## Set task
Convert each line of the listing below into a JSON list of strings, one string per line, omitting blank lines.

++++ Exercise input ++++

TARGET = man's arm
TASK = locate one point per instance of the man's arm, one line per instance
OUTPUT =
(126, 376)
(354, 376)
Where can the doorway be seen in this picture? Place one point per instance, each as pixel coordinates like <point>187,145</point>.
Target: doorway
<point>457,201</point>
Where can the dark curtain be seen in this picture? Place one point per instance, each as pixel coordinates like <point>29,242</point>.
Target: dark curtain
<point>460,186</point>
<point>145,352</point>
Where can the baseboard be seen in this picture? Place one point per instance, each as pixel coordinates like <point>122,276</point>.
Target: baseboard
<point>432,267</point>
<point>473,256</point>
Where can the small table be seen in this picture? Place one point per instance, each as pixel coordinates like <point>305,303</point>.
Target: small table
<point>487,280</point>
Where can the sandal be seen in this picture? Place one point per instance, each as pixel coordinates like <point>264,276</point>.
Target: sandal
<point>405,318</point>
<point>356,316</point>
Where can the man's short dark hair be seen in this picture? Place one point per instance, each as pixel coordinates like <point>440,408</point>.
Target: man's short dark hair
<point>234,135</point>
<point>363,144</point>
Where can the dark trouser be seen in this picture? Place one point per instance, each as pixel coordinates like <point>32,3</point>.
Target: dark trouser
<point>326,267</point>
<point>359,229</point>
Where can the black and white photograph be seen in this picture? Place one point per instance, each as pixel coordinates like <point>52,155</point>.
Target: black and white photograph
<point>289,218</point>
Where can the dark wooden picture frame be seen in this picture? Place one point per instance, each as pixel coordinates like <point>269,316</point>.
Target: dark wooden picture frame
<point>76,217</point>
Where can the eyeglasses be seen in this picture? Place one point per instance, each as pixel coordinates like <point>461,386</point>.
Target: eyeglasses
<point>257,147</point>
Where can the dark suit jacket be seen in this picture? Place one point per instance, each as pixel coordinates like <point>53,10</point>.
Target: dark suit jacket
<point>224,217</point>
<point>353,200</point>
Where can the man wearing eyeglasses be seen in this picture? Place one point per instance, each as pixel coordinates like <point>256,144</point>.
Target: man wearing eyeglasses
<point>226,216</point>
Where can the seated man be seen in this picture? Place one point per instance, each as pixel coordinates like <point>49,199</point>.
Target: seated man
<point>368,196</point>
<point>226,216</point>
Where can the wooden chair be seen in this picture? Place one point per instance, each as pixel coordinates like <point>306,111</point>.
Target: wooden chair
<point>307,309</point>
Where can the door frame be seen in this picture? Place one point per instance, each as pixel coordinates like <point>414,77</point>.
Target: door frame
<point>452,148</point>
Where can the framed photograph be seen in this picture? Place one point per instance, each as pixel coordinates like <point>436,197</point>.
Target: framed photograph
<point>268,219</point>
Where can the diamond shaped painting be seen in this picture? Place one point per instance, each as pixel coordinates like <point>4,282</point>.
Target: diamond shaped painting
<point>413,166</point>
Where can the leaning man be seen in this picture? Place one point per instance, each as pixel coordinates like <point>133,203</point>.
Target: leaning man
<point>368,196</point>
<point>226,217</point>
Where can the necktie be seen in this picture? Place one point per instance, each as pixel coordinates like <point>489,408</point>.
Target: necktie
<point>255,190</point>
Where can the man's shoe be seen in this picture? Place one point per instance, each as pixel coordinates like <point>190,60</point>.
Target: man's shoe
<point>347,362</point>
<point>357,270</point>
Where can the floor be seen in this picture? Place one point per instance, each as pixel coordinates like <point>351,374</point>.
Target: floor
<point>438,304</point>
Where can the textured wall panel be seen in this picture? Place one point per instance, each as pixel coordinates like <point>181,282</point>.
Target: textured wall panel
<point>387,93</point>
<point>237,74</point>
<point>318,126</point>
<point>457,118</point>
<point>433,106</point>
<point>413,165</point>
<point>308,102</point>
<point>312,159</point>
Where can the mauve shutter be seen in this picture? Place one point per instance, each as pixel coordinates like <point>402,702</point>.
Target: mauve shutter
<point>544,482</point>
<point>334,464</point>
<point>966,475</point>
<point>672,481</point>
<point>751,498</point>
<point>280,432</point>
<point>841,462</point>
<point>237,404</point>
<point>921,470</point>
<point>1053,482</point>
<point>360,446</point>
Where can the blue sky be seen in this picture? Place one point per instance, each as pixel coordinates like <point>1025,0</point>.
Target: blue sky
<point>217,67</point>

++++

## Response below
[
  "TARGET = man's arm",
  "TASK = locate one point per instance of the man's arm, one line per instance",
  "OUTPUT =",
  "(126, 376)",
  "(354, 376)",
  "Where can the doorway be seen in this picture? Place one point per instance, each as pixel coordinates like <point>187,145</point>.",
  "Target: doorway",
  "<point>457,201</point>",
  "Where can the dark curtain be seen in this picture? Place one point per instance, each as pixel coordinates like <point>29,242</point>.",
  "Target: dark curtain",
  "<point>460,186</point>",
  "<point>145,352</point>",
  "Where can the baseboard be seen in this picture? Place one point per instance, each as pixel coordinates like <point>122,276</point>.",
  "Target: baseboard",
  "<point>432,267</point>",
  "<point>473,256</point>",
  "Where can the small table be seen in this picture? Place one point per instance, each as pixel coordinates like <point>305,303</point>.",
  "Target: small table",
  "<point>487,280</point>",
  "Where can the sandal be seen in this picture? Place one point per instance, each as pixel coordinates like <point>264,276</point>.",
  "Target: sandal",
  "<point>405,318</point>",
  "<point>356,316</point>",
  "Where can the man's short dark hair be seen in this picture? Place one point per instance, each as pixel coordinates like <point>440,408</point>.",
  "Target: man's short dark hair",
  "<point>234,135</point>",
  "<point>363,144</point>",
  "Where can the dark trouser be seen in this picture? Place one point per instance, each as pixel coordinates like <point>32,3</point>.",
  "Target: dark trouser",
  "<point>326,267</point>",
  "<point>359,229</point>",
  "Where can the black and white photograph be seen in this picture? Place one point per instance, each as pixel coordinates like <point>52,155</point>.",
  "Target: black and white photograph",
  "<point>289,218</point>",
  "Where can the dark wooden picture frame be seen in this picture? Place one point per instance, each as pixel coordinates like <point>269,316</point>.",
  "Target: dark wooden picture frame",
  "<point>76,217</point>",
  "Where can the eyeglasses be seen in this picture? Place one point per instance, each as pixel coordinates like <point>461,386</point>.",
  "Target: eyeglasses",
  "<point>257,147</point>",
  "Where can the dark suit jacket be seen in this picture? Place one point per instance, each as pixel coordinates like <point>53,10</point>.",
  "Target: dark suit jacket",
  "<point>224,217</point>",
  "<point>353,200</point>",
  "Where can the man wearing eyeglasses be seen in this picture? Place one point per instance, each as pixel coordinates like <point>256,144</point>.",
  "Target: man wearing eyeglasses",
  "<point>226,216</point>",
  "Where can the seated man be seen in this picture? Place one point per instance, each as pixel coordinates like <point>49,199</point>.",
  "Target: seated man",
  "<point>368,196</point>",
  "<point>226,216</point>",
  "Where can the wooden chair be seen in this picture? Place one point per instance, each as pixel coordinates like <point>306,111</point>.",
  "Target: wooden chair",
  "<point>307,309</point>",
  "Where can the door frame be seen in this picture? Place one point per instance, each as pixel coordinates like <point>414,77</point>.",
  "Target: door frame",
  "<point>452,148</point>",
  "Where can the framed photograph be seen in this picture? Place one point per instance, each as pixel coordinates like <point>436,197</point>.",
  "Target: framed photograph",
  "<point>268,219</point>",
  "Where can the diamond shaped painting be seen in this picture? Place one point per instance, each as pixel coordinates like <point>4,282</point>.",
  "Target: diamond shaped painting",
  "<point>413,166</point>",
  "Where can the leaning man be seen in this picture? Place one point per instance, each as pixel coordinates like <point>133,203</point>.",
  "Target: leaning man",
  "<point>368,196</point>",
  "<point>226,217</point>",
  "Where can the necktie be seen in this picture? Place one point per instance, each as pixel coordinates like <point>489,408</point>.",
  "Target: necktie",
  "<point>255,190</point>",
  "Where can the man's shoe be seen in this picture? Place one point per instance, each as pixel coordinates like <point>190,60</point>.",
  "Target: man's shoe",
  "<point>347,362</point>",
  "<point>357,270</point>",
  "Where can the floor be seen in this picture? Place one point per instance, each as pixel coordinates like <point>351,374</point>.",
  "Target: floor",
  "<point>438,304</point>",
  "Where can the textured wall panel be seen in this picture? Place one point per instance, each as pixel coordinates like <point>181,282</point>.",
  "Target: textured wall panel",
  "<point>387,93</point>",
  "<point>237,74</point>",
  "<point>318,126</point>",
  "<point>457,118</point>",
  "<point>433,106</point>",
  "<point>413,165</point>",
  "<point>308,102</point>",
  "<point>312,159</point>",
  "Where can the mauve shutter be seen in this picture? Place one point per instance, each as pixel coordinates like <point>402,702</point>.",
  "Target: mauve shutter",
  "<point>544,482</point>",
  "<point>334,464</point>",
  "<point>966,475</point>",
  "<point>672,481</point>",
  "<point>751,498</point>",
  "<point>280,432</point>",
  "<point>841,462</point>",
  "<point>237,404</point>",
  "<point>921,470</point>",
  "<point>1053,482</point>",
  "<point>360,446</point>",
  "Where can the blue sky be seen in this picture? Place one point per instance, each as pixel coordinates like <point>1025,0</point>.",
  "Target: blue sky",
  "<point>217,67</point>"
]